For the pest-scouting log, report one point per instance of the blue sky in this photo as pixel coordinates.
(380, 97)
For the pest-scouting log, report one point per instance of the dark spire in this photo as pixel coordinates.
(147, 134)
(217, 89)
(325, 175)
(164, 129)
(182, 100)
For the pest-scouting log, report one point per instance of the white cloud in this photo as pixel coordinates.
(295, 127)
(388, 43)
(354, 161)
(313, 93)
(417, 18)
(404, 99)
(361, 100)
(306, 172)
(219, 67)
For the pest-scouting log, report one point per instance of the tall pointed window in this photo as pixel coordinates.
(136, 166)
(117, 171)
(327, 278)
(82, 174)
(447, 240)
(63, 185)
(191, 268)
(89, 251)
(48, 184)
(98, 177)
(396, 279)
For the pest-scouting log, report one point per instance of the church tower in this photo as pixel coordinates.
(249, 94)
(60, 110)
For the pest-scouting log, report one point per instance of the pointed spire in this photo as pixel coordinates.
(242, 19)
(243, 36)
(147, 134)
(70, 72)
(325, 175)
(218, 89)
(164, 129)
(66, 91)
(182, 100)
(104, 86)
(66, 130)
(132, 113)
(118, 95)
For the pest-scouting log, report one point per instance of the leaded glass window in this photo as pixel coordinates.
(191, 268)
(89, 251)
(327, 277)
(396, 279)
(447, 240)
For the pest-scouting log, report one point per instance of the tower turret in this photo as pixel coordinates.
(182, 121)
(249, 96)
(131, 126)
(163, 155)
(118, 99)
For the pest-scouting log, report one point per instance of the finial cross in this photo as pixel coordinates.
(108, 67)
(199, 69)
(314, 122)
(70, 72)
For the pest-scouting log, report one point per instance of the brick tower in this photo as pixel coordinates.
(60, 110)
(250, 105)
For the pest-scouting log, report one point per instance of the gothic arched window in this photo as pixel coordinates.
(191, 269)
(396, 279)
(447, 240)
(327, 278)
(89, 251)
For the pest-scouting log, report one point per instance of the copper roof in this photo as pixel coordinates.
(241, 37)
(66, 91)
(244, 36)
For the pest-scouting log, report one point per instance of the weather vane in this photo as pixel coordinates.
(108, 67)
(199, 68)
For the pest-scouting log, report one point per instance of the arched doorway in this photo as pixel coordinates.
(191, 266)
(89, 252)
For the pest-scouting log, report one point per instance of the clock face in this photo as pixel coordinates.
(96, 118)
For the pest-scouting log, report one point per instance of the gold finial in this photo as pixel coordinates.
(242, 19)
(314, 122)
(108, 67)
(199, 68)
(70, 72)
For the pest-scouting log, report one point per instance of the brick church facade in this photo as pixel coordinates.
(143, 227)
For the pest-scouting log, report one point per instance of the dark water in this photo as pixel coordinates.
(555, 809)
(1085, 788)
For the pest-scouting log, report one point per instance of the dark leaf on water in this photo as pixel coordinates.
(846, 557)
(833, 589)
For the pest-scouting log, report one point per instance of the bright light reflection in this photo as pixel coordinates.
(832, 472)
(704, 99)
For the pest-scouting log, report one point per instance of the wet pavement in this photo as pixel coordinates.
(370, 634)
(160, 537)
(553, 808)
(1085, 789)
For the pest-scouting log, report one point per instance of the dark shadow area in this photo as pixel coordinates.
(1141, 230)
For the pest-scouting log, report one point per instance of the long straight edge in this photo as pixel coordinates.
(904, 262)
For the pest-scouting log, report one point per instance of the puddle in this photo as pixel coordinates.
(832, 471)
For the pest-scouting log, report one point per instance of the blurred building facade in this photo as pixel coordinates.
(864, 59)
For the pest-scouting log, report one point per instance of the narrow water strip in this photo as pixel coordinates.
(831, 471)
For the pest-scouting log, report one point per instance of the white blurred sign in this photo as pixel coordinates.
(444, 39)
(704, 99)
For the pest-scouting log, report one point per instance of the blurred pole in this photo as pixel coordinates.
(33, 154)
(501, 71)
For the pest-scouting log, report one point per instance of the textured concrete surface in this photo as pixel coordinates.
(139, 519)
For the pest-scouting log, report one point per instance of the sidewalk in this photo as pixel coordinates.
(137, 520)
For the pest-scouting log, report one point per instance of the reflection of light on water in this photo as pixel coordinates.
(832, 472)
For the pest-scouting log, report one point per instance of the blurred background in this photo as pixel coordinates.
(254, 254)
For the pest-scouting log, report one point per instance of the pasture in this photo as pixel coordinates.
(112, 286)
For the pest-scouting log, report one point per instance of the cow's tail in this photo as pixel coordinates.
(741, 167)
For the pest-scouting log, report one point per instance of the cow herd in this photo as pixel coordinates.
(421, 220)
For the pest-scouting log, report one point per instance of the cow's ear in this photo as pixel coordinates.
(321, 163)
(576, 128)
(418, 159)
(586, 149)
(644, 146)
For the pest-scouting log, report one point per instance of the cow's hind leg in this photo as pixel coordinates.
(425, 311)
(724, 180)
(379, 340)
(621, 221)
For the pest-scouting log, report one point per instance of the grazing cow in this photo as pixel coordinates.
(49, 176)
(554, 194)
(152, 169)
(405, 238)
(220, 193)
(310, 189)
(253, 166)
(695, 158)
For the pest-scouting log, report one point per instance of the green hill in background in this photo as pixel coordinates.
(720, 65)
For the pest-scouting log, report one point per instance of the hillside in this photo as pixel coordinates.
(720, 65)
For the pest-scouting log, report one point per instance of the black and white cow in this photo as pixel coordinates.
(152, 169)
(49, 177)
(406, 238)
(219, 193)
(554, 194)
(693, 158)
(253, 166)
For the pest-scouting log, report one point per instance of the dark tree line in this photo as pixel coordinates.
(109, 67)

_Written instruction:_
Render the material as a numbered list, leaving out blank lines. Cover only the stretch from the line containing "sidewalk in this photo as pixel coordinates." through the last line of the material, with both ends included.

_Solved problem:_
1. For the pest-scouting log, report one point per instance of the sidewalk in this photo as pixel coordinates.
2. (137, 520)
3. For the pest-scouting log, report one point per instance of the reflection of light on water in this photo as pixel coordinates.
4. (832, 472)
5. For the pest-scouting log, report one point per instance of the blurred background in this photo as pixel coordinates.
6. (254, 254)
7. For the pest-scouting log, report one point per instance of the pasture in this photo as pixel coordinates.
8. (112, 286)
9. For the pest-scouting log, report one point per instance of the cow's tail in this photo as pixel coordinates.
10. (741, 167)
11. For the pest-scouting log, report one point per instance of the cow herd in this photo as pixel coordinates.
12. (421, 220)
13. For the pest-scouting log, report one point per instance of the cow's ear in this photo as pixel coordinates.
14. (321, 163)
15. (576, 128)
16. (418, 159)
17. (586, 149)
18. (644, 146)
19. For the pest-scouting log, report one point per instance of the cow's hind leg in this photo as pixel coordinates.
20. (425, 311)
21. (724, 180)
22. (379, 340)
23. (621, 221)
24. For the pest-scouting log, report one point per instance of the grazing cow in this photo as pixel coordinates.
25. (49, 176)
26. (554, 194)
27. (152, 169)
28. (405, 238)
29. (220, 193)
30. (310, 189)
31. (253, 166)
32. (695, 158)
33. For the pest-scouting log, report one point per instance of the green hill in background in this photo as pixel coordinates.
34. (720, 65)
35. For the pest-scouting log, report one point per instance of the hillside in this photo as pixel coordinates.
36. (720, 65)
37. For the pest-scouting log, report one point per instance of the black and white cow in this photo as pixel coordinates.
38. (152, 169)
39. (49, 177)
40. (406, 238)
41. (219, 193)
42. (554, 194)
43. (693, 158)
44. (253, 166)
45. For the pest-scouting log, report one point per instance of the dark tree line in this photo as pixel coordinates.
46. (109, 67)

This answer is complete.